### ЗАДАНИЯ
[1] Ответьте по извлечённому тексту:
(а) В каком номере журнала «Урал» и в каком году он опубликован?
(б) На что автор случайно натыкается в Сети?
(в) В каком году, по списку, «родился» завод «Красный пролетарий»?
[2] Подхватите текст об исчезнувших московских заводах и продолжите его после последнего предложения.

### ИЗВЛЕЧЁННЫЙ ТЕКСТ
———
Михаил Румер-Зараев. исчезнувший мир. — «Дружба народов», 2020, № 4–5
Опубликовано в журнале Урал, номер 12, 2020
Начало почти детективное: автор в Сети случайно набредает на список исчезнувших в новые времена московских предприятий. «Он был составлен в элегическом стиле кладбищенских мемориальных табличек: имя, год рождения, год смерти. В этом был некий библейский антропоморфизм, очеловечивание умерших заводов, уподобляемых автором дорогим ему покойникам. «Завод “Красный пролетарий”: родился в 1857 году — убит в 2010 году». И все остальные так же. Именно убит, оставалось догадываться — погиб от руки злодеев».
———
### БЛОК ДАННЫХ
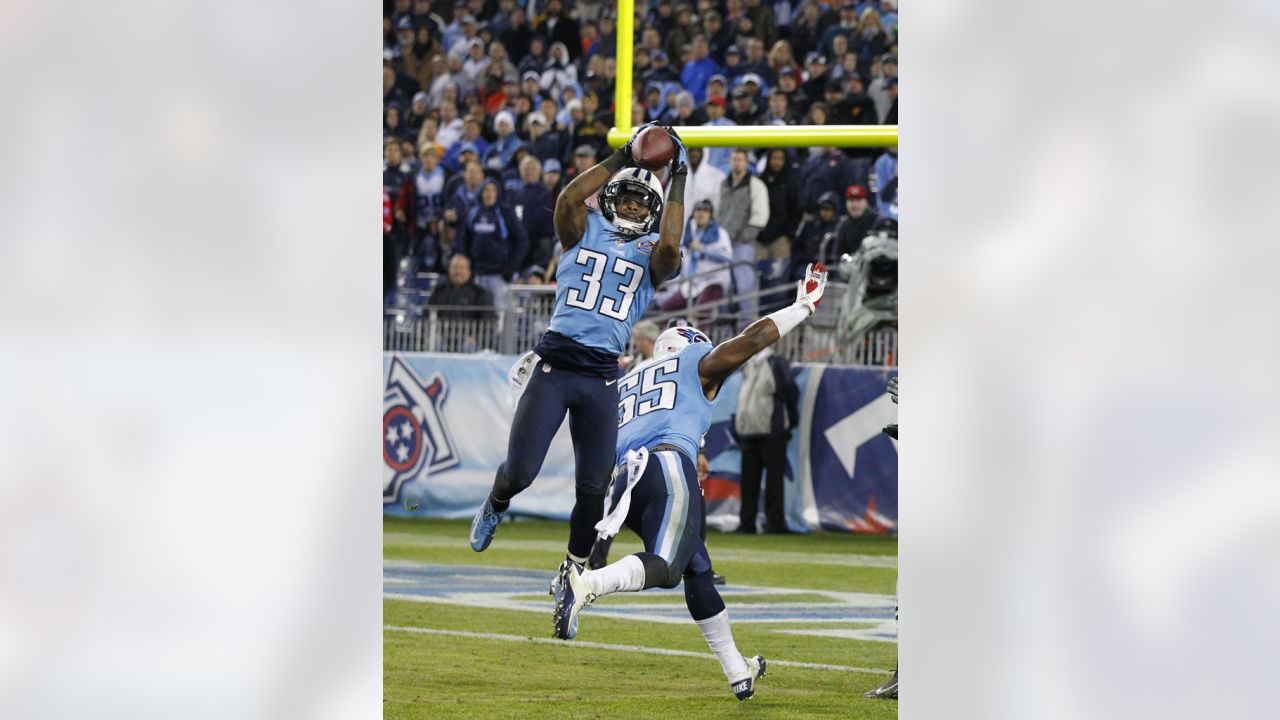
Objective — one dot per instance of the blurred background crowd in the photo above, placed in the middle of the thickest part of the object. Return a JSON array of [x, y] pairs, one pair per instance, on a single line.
[[492, 106]]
———
### ОТВЕТЫ К ЗАДАНИЯМ
[1]
(а) В номере 12 за 2020 год.
(б) На список московских предприятий, исчезнувших в новые времена.
(в) В 1857 году.

[2]
«Исчезнувший мир» стал последней прижизненной публикацией Михаила Залмановича Румера-Зараева — известный журналист скончался в августе в возрасте 83 лет. А родился он в Москве, окончил Московский институт инженеров землеустройства, работал инженером-геодезистом, а потом долгие годы — в различных газетах и журналах Москвы, заведующим отделом промышленности в «Московской правде», спецкором «Сельской жизни», заместителем редактора отдела публицистики «Огонька», заместителем редактора еженедельника «Век». Некоторые черты биографии автора приданы герою «Исчезнувшего мира», который отправляется в путешествие по забытым и заброшенным заводам.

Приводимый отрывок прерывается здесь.